[Start Input]
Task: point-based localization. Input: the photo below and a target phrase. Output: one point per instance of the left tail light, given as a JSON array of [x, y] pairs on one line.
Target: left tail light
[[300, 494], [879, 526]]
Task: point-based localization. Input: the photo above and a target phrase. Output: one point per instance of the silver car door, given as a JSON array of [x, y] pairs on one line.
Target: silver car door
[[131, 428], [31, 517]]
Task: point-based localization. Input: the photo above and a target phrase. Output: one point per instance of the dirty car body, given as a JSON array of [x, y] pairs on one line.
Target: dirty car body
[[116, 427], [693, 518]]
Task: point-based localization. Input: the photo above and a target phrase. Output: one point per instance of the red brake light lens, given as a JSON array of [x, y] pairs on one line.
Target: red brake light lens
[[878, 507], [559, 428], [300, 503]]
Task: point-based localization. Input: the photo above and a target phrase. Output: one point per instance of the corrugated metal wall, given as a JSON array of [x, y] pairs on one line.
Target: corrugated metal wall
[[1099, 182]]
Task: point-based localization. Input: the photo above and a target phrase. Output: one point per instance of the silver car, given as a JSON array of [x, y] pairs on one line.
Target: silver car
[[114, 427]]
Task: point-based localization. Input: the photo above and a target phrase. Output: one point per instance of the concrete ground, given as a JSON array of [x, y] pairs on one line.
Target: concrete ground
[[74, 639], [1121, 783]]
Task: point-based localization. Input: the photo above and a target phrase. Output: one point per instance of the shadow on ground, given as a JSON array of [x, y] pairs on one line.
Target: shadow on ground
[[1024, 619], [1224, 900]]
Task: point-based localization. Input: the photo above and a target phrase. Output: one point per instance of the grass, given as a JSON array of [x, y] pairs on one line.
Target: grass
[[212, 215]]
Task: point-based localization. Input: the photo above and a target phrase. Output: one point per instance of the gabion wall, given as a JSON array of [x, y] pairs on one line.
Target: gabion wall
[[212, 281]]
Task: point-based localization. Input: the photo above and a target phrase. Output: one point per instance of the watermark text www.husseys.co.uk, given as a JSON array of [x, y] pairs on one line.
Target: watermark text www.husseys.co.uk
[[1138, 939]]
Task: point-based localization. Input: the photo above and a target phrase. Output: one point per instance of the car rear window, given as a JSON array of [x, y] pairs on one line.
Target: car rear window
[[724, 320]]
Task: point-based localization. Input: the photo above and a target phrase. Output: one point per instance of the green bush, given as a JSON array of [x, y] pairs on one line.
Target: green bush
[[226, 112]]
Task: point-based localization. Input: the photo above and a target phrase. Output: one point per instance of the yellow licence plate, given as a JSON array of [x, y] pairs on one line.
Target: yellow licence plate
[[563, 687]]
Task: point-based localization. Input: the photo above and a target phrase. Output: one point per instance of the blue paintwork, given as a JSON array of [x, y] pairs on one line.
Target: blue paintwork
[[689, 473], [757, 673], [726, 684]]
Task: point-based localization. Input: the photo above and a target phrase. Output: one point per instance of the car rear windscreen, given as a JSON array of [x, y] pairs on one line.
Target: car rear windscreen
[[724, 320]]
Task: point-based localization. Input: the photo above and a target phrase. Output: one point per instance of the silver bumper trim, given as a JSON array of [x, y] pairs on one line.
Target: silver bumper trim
[End Input]
__Goal__
Reproduce all of the rows above verbatim, character for character.

__Response to the task__
Task: point-based localization. Input: the photo below and a target phrase. Output: one point per instance of the left tail light, given as a JSON array of [x, y] pairs on one line.
Target: left tail light
[[300, 494], [879, 526]]
Task: point-based localization. Input: the photo above and a target phrase. Output: one point per instance of the silver car door, given as a JSON array of [x, y] pairs on one line.
Target: silver car door
[[131, 428], [31, 517]]
Task: point-based localization. Input: the photo above and a target phrase. Output: one point per instance of the dirty car body, given as a JSON array of [x, y] pairs on one line.
Target: dirty car body
[[116, 427], [693, 518]]
Task: point-based localization. Input: the photo above and a target phrase. Output: one point per instance of the red brake light lens, given as a JSON array of [x, y] pairs on one line.
Target: red brake light lens
[[878, 507], [559, 428], [300, 503]]
Task: point-based localization. Input: the photo above and a target phrase. Output: one point per instance of the corrugated metal wall, given as a JSON array of [x, y] pairs on one line.
Target: corrugated metal wall
[[1099, 182]]
Task: point-based localization. Input: the photo above and a target phrase. Output: one point per instance of the silver car, given as a JSON array of [x, y] pairs on one line.
Target: silver car
[[114, 427]]
Task: point-based localization. Input: the photo above and a target phrase. Output: one point per instance of the concrete ground, given as a JSON array of [x, y] pairs on one line.
Target: concrete ground
[[74, 639], [1121, 783]]
Task: point-based localization. Input: the photo above and a target phrase. Output: one point per instance of the shadow on ground, given as a JSON array of [x, y] pairs on one line.
Target: shadow on ground
[[1024, 619], [1224, 900]]
Task: point-based localization. Input: the photo above and a target phrase. Output: one point per instance of the grass, given as a JSON array of [x, y] pairs on one line.
Target: grass
[[212, 215]]
Task: point-based localization. Input: the photo above and a target phrase. Output: one point per instance of the gabion wall, given as a JSON array of [x, y] pairs on one line.
Target: gabion wall
[[212, 281]]
Task: point-based localization. Input: the photo above and a target phrase. Output: one point per instance of the watermark text www.husseys.co.uk, given as a JSON array of [x, y] pairs on one line.
Target: watermark text www.husseys.co.uk
[[1138, 939]]
Task: point-based localization. Input: the photo above and a target phrase. Output: one point per instance of the car rear window, given as a JSON array of [x, y] pairs on one line.
Target: car rear window
[[724, 320]]
Task: point-based localization. Input: the photo above and a target phrase. Output: one point per instance of the green bush, given as a JSON array of [x, y] pairs on one line.
Target: green bush
[[226, 112]]
Task: point-based localization. Input: the photo above and a target phrase. Output: one point per instance of the yellow licence plate, given as a JSON array of [x, y] pairs on one line.
Target: yellow licence plate
[[563, 687]]
Task: point-based localization. Input: the photo above and a target phrase. Output: one point per instance of the blue paintwork, given as a JSON array of [x, y] pairs on one line.
Target: blue paintwork
[[689, 473], [757, 673], [726, 684]]
Task: point-based localization. Input: the photo above and a target phrase. Output: one point per instance of the car rear windscreen, given as a JSON array of [x, y] pairs on one line.
Target: car rear windscreen
[[724, 320]]
Task: point-based localization. Input: the photo above and a target phrase. Output: one point per instance of the silver bumper trim, given as a JSON array of [x, y] pairs on one line.
Target: silver bumper trim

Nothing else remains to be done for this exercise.